## DATA TO PROCESS
------------------------------
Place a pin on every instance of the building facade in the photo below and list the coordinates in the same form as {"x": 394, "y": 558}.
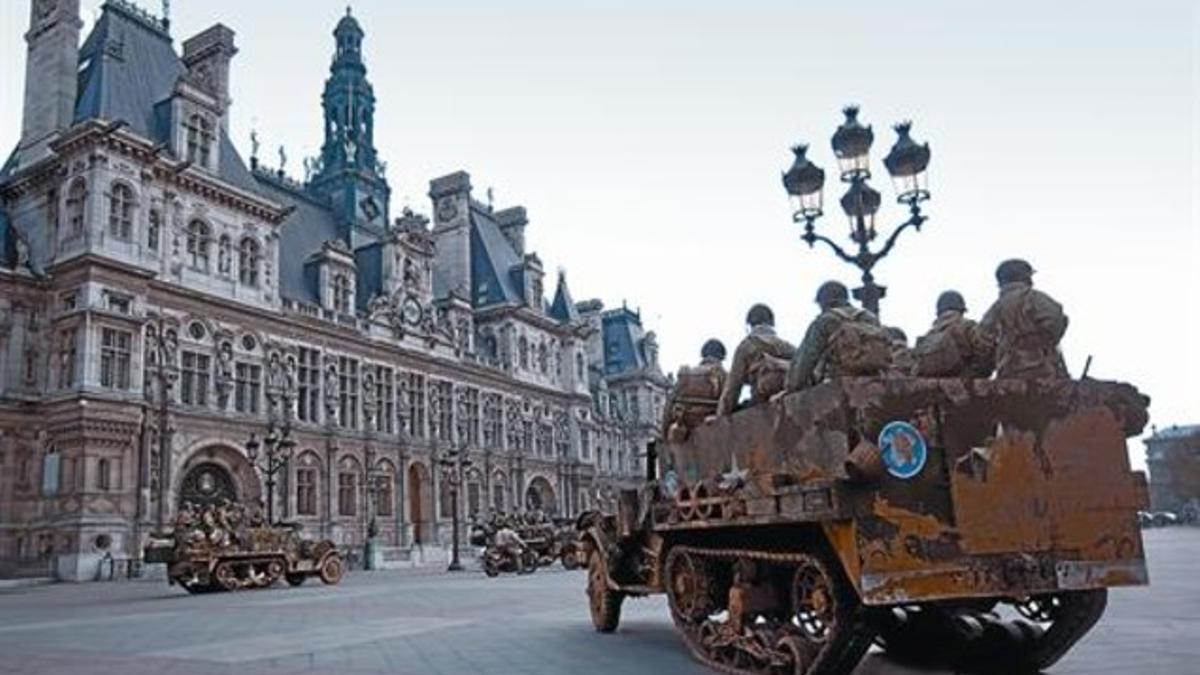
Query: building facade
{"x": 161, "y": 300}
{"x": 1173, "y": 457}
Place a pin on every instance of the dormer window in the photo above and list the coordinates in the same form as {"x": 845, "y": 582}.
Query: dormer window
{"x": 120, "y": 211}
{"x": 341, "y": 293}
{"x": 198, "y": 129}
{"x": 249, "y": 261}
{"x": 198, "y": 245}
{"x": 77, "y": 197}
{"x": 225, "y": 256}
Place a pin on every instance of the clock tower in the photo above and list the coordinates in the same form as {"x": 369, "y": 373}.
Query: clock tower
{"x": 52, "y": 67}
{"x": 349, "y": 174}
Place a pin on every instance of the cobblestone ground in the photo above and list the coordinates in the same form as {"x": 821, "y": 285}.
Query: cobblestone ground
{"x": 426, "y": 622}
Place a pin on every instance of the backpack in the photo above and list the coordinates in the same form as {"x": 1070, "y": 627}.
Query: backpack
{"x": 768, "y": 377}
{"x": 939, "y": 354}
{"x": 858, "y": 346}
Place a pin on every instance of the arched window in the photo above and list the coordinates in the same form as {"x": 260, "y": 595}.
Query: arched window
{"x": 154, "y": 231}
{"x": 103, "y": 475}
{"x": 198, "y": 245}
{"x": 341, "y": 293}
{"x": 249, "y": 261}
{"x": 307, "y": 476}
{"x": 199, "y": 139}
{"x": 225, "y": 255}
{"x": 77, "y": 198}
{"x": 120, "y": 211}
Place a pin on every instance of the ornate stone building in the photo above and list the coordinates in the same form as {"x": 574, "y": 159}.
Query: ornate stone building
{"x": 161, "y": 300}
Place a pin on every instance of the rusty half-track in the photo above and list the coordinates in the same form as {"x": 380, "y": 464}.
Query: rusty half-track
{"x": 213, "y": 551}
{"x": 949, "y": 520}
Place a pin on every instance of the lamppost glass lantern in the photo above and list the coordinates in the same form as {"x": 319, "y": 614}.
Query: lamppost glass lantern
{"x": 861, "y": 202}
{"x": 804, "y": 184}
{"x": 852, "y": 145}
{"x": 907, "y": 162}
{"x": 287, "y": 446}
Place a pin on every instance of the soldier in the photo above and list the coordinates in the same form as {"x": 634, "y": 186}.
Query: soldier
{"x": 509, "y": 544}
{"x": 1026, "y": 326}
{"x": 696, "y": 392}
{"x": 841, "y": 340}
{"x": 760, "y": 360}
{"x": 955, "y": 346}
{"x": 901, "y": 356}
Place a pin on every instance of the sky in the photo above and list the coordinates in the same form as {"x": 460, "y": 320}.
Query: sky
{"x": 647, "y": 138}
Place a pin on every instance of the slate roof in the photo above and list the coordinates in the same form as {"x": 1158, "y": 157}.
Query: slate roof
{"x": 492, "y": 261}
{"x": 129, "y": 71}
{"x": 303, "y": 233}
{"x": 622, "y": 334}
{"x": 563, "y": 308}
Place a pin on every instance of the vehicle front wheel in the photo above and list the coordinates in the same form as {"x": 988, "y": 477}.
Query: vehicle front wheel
------------------------------
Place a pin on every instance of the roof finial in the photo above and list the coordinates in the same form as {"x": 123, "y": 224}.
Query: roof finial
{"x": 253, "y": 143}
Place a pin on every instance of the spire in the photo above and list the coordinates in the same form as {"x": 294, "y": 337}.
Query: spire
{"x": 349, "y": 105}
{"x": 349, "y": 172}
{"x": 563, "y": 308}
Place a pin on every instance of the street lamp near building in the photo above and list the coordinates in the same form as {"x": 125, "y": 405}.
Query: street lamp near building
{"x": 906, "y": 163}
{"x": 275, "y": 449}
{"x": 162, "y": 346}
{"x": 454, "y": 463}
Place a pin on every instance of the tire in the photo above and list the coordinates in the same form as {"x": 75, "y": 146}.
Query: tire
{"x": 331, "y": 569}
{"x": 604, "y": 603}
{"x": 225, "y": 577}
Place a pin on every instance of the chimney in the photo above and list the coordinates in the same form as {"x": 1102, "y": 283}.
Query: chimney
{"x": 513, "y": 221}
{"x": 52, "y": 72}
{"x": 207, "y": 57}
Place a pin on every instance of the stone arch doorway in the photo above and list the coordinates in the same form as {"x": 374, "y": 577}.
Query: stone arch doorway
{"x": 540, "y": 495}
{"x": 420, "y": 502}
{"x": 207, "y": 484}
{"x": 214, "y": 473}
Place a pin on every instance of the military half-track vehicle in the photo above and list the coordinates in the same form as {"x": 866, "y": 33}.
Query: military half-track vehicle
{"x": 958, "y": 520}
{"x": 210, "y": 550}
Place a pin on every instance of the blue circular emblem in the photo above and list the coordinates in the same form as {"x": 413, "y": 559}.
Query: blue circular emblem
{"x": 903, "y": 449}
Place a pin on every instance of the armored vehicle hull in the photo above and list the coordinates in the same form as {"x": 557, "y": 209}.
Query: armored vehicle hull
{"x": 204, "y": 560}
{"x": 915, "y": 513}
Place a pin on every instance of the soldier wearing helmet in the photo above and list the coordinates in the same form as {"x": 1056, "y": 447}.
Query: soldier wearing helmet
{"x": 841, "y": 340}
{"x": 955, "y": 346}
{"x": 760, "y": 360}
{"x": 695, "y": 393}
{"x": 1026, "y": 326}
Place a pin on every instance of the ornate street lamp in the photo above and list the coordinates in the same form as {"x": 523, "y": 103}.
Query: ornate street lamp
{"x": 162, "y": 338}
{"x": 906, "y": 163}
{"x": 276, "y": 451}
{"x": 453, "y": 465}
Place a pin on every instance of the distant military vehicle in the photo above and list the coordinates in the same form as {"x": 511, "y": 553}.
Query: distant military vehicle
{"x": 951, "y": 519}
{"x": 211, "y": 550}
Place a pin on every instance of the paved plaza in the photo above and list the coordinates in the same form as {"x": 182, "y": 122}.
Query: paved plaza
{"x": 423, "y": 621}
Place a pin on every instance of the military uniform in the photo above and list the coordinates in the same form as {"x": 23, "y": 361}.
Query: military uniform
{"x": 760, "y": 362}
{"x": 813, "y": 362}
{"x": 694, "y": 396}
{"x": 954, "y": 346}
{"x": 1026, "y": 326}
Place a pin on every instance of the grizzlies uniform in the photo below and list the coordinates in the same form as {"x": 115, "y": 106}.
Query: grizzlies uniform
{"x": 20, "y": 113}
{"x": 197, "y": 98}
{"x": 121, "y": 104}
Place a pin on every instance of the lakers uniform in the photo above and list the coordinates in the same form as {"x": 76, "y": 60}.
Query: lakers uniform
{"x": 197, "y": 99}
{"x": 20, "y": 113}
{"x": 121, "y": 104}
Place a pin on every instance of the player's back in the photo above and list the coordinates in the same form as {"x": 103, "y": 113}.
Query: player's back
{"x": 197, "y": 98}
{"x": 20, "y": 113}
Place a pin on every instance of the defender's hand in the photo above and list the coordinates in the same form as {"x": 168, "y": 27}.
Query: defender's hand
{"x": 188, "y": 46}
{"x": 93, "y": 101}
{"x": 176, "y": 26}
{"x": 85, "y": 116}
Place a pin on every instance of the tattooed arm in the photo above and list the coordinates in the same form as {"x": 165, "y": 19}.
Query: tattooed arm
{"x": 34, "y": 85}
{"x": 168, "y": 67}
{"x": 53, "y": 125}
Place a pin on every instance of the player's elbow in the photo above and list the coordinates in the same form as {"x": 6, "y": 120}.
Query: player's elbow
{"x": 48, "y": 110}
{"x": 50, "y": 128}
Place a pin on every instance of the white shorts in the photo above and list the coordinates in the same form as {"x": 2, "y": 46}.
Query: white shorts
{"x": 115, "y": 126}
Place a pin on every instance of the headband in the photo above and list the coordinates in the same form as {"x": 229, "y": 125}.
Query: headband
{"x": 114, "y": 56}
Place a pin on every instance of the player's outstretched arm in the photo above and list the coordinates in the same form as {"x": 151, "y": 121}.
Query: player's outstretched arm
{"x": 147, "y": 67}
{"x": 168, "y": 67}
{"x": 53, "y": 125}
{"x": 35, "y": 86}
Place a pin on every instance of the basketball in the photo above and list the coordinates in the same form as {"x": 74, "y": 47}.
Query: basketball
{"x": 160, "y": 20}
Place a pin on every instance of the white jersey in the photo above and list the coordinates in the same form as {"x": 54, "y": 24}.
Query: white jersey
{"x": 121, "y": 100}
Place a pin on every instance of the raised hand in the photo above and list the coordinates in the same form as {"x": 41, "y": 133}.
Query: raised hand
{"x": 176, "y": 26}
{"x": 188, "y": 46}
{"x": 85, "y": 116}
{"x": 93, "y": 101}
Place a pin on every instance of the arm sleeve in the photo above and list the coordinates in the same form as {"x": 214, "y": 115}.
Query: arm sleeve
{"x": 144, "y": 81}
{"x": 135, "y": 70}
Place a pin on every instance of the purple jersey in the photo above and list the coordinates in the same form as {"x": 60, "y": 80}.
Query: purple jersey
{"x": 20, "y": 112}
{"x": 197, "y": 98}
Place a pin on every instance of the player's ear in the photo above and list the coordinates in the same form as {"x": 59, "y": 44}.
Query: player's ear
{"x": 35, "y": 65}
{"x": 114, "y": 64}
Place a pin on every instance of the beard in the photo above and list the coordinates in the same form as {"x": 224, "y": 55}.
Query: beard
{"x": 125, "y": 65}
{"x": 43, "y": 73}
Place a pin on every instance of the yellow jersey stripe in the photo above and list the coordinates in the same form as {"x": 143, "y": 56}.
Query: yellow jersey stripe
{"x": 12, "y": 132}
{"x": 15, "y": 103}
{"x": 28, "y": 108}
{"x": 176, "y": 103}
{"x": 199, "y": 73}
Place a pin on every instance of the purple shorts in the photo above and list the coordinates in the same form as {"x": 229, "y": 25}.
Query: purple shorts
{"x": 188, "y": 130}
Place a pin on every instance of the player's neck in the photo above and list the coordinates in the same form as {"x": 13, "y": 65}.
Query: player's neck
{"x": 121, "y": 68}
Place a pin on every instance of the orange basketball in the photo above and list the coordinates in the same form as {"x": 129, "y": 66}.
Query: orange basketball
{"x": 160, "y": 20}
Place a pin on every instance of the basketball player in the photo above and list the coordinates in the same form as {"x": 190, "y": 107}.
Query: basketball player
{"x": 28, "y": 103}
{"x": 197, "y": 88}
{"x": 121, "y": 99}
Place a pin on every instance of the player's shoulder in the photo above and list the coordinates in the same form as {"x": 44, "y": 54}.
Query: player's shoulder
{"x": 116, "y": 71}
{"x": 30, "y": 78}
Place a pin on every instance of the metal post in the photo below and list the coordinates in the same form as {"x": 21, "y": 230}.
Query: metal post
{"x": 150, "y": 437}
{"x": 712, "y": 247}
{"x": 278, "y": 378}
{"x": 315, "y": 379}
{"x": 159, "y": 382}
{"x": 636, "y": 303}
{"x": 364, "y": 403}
------------------------------
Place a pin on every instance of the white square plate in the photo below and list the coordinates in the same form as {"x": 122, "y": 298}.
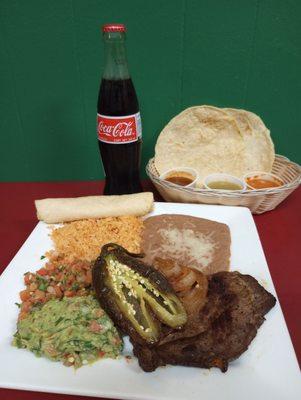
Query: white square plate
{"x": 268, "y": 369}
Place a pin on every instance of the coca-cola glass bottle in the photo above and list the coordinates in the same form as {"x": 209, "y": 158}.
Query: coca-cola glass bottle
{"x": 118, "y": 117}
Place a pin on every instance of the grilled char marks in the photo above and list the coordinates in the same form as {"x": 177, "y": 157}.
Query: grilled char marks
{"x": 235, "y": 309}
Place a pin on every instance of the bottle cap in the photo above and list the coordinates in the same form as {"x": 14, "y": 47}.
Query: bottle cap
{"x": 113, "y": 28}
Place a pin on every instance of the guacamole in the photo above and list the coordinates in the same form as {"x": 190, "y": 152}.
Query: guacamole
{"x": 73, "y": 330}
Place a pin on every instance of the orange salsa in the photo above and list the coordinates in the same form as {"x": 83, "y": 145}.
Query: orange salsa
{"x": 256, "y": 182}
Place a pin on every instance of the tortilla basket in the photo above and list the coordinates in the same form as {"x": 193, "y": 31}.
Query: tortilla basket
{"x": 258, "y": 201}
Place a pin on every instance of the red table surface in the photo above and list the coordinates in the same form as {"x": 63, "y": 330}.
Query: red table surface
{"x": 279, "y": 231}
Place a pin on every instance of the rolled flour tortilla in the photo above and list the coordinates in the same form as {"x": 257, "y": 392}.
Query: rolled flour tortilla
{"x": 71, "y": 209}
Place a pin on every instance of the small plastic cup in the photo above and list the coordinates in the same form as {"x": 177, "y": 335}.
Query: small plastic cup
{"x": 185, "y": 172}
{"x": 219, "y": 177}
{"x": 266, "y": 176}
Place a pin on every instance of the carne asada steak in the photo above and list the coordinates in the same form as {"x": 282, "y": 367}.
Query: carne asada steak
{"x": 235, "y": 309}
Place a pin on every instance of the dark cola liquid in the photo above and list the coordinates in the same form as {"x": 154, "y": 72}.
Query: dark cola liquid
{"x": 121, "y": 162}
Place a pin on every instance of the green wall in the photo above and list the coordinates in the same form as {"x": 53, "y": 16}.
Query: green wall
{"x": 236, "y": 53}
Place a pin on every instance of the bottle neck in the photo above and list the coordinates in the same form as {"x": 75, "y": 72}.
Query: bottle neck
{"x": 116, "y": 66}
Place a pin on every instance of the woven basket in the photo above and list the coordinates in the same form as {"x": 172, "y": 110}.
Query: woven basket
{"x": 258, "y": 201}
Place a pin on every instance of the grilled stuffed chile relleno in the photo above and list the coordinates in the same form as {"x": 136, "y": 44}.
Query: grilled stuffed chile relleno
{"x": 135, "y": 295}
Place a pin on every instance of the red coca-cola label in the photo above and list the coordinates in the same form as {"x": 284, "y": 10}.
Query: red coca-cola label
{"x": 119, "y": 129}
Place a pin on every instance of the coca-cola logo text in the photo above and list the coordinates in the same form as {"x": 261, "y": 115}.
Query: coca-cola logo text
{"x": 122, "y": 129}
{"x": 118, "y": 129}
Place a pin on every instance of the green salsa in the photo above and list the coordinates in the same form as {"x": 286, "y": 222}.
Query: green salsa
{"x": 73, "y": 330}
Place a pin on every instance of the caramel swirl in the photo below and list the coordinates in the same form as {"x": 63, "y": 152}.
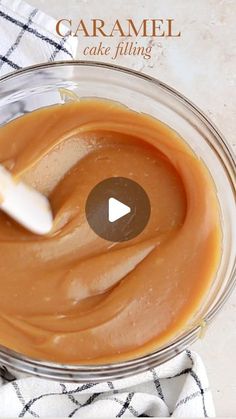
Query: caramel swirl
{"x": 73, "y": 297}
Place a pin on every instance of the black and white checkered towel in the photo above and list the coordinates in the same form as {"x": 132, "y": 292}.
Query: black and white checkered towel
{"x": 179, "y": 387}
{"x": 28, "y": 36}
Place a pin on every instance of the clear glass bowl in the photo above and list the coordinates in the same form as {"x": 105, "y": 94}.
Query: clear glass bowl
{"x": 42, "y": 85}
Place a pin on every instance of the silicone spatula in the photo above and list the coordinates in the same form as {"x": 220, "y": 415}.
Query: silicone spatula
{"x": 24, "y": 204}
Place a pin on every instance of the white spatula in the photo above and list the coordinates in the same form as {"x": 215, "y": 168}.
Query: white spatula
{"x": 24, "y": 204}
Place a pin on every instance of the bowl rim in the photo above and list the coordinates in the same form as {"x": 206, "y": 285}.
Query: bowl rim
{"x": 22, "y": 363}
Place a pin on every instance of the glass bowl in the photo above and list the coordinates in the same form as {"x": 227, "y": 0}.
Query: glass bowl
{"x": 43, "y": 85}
------------------------------
Locate every line in the records that contains the word "steak", paying attention to case, and copy each of those lines.

Place a pin on every instance of the carne asada steak in the photo above and list the coordinates in the same form as {"x": 282, "y": 367}.
Query: carne asada steak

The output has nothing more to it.